• [Exercise text]:
# # # # # # #

What has four claws and is excited to be a species that’s new to science? This little porcelain crab, of course! Image: CSIRO-Cindy Bessey.
Two thousand feet below the surface of Western Australia’s coast, a light flickers where no sunlight reaches. It’s not from a submersible or diver’s lamp — it comes from a shark. Nearby, two translucent crabs cling to the fronds of a soft coral, filtering plankton from the current.
These small, fragile animals — a glowing lanternshark and two new species of porcelain crab — are among the latest discoveries from a 2022 CSIRO expedition to the Gascoyne Marine Park. The month-long voyage, run by Australia’s national science agency, uncovered a hidden world of strange and delicate creatures in one of the planet’s least explored marine regions.
“I think all up, including things like crabs and the mollusks, there’s close to 600 new species potentially from that one survey,” Dr. Will White, ichthyologist with CSIRO’s Australian National Fish Collection, told ABC News.
The discoveries, just recently described in scientific journals including Ecology and Evolution and the Journal of Fish Biology, reveal how much of Earth’s biodiversity still lies beyond our reach.
The Little Lantern That Lives in the Dark
The West Australian Lanternshark was described with the help of six specimens collected off the WA coast during a voyage on RV Investigator in 2022. Image: CSIRO Australian National Fish Collection.
At a depth of about 610 meters, White and his team found the West Australian Lanternshark (Etmopterus westraliensis), a slender fish new to science whose body glows blue and green. Its light comes from tiny organs called photophores scattered along its belly and sides.
“Lanternsharks are an amazing group of sharks, and this new species was found at depths to 610 meters during biodiversity surveys for Parks Australia in the Gascoyne Marine Park,” said Dr. White in a press release.
Growing up to 40 centimeters long, the lanternshark is one of the smallest sharks in the world. It uses its glow to blend with faint light above or perhaps signal to others in the dark.
“We often think of sharks as these big white sharks,” White explained. “But lantern sharks are only about 20–30 cm long sometimes. And they’ve got these little light organs all down their bodies so in the deep, there’s little flashing blue and green lights they emit.”

# # # # # # #

• [Listed entries]:
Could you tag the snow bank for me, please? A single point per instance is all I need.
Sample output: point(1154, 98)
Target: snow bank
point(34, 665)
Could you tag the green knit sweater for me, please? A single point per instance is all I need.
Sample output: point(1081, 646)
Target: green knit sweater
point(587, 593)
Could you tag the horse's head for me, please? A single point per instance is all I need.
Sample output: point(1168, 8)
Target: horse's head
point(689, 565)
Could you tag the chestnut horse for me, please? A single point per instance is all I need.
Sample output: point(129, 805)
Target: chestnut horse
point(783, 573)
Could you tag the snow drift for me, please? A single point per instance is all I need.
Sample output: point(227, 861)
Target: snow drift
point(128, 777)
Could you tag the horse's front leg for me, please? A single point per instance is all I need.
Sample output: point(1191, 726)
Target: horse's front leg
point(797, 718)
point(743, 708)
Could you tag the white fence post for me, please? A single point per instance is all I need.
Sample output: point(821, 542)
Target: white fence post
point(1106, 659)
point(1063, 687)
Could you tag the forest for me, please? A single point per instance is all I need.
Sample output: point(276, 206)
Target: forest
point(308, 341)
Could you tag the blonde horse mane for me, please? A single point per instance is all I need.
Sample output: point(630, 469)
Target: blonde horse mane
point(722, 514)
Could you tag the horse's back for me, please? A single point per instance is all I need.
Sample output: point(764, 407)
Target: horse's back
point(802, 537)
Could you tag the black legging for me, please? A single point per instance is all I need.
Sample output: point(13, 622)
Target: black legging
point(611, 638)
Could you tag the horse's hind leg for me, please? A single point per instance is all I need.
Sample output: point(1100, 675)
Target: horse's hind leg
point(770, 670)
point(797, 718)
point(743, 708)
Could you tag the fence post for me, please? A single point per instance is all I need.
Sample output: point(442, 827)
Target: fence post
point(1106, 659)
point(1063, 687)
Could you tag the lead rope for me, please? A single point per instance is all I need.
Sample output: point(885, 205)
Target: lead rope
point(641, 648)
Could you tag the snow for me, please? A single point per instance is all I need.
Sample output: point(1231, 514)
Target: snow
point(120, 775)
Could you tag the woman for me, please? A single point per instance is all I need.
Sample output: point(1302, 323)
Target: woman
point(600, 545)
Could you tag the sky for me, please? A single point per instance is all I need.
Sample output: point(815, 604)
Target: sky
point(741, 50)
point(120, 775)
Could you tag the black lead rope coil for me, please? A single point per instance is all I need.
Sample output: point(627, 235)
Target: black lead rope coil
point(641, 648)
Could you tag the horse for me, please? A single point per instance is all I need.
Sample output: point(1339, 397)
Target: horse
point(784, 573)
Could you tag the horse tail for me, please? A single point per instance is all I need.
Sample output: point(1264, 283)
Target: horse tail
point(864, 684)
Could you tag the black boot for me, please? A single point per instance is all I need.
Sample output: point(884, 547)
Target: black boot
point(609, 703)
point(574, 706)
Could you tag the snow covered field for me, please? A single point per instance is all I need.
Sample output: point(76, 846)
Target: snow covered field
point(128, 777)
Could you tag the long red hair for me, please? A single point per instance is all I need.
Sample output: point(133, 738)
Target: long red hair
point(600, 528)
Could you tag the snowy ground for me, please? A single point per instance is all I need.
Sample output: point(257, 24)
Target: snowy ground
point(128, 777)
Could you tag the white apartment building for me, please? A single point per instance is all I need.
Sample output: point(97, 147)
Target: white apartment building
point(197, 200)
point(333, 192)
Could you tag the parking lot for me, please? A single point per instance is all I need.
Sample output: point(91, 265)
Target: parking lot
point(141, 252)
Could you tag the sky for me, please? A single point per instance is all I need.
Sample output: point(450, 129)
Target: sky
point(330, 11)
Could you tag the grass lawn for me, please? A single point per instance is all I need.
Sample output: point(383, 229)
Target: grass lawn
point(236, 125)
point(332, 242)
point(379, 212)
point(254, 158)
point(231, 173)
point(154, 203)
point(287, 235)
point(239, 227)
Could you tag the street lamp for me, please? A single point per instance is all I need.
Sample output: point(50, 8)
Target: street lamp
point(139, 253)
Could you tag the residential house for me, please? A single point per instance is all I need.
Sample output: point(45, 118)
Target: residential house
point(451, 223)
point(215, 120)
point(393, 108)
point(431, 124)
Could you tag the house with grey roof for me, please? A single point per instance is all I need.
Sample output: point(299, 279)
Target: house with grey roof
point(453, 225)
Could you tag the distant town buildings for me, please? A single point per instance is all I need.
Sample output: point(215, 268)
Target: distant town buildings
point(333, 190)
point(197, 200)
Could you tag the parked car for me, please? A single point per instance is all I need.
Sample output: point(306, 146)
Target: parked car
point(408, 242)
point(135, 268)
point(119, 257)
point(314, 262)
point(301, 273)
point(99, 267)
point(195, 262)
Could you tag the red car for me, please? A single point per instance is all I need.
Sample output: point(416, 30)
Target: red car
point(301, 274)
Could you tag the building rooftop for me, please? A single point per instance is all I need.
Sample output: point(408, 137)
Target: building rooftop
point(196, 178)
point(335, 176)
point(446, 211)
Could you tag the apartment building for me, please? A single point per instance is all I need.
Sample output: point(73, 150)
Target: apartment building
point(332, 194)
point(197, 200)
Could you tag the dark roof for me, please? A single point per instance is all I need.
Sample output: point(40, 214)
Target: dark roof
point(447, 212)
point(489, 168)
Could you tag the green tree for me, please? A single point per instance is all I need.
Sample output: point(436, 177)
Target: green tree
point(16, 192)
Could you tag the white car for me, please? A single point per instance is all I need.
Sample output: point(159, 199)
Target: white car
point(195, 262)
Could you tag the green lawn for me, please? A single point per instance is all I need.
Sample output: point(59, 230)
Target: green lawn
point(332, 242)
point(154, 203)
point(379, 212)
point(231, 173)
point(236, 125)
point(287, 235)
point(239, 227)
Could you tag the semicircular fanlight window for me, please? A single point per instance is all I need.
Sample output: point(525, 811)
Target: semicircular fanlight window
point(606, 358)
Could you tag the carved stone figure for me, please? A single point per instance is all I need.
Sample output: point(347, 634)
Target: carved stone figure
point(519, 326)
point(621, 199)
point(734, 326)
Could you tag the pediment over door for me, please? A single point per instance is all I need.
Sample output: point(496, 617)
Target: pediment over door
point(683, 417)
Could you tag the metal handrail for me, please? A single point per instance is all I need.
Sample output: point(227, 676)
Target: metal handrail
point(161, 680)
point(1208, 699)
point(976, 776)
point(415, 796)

# # # # # # #

• [Work instruction A]: Translate this sentence from the deep-sea discovery article into Spanish: "Its light comes from tiny organs called photophores scattered along its belly and sides."
• [Work instruction B]: Carry on the deep-sea discovery article, picking up after its final paragraph.
The entries have no connection to the deep-sea discovery article.

• [Exercise output A]: Su luz proviene de diminutos órganos llamados fotóforos, distribuidos a lo largo de su vientre y sus costados.

• [Exercise output B]:
This glowing predator joins a growing list of deep-sea discoveries from the expedition — including the painted hornshark, the ridged-egg catshark, and a bright red “flapjack” octopus. But the team also found something far smaller and far stranger clinging to coral near the seabed.
The Crabs That Rewrote the Book
The porcelain crab (Porcellanella brevidentata), found 120 meters below the surface, is an opalescent crustacean. Credit: CSIRO.
The new study published in Ecology and Evolution describes two species of tiny porcelain crabs: Porcellanella brevidentata and Porcellanella longiloba.
Each is barely 1.5 centimeters long, about the size of a paperclip. They live in symbiosis with sea pens (soft corals shaped like quills) at depths of around 120 meters.
“Porcelain crabs are known as filter feeders, feeding on plankton by using modified mouthparts with long hairs to sweep the water for small pieces of food such as plankton, rather than the typical crab method of grabbing and pinching food with their claws,” co-author Dr. Andrew Hosie of the Western Australian Museum, told the BBC.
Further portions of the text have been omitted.